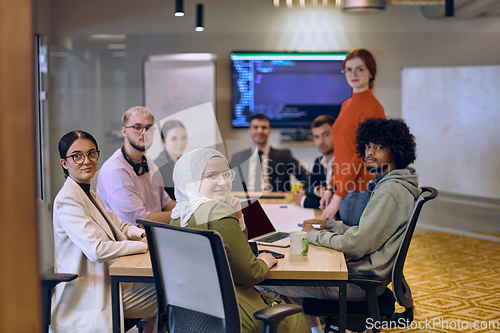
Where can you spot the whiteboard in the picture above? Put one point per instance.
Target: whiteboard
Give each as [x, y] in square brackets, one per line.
[454, 113]
[182, 87]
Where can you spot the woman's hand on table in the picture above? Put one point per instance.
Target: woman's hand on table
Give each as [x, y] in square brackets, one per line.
[308, 224]
[145, 241]
[268, 258]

___

§ **WHAT THE TASK ASKS**: Write out the records above word for word, leaving out the pictures.

§ **THE COMPLETED TASK**:
Where can you spot the whiteboard in the picture above? Put one point per instance.
Target: whiteboard
Give each as [x, y] in square brackets, one per line.
[454, 113]
[182, 87]
Where can you spot the woman's hand on table in the picture above? Put one point per instance.
Target: woman's hand on table
Give each as [x, y] in square brackets, one per line.
[308, 224]
[145, 241]
[268, 258]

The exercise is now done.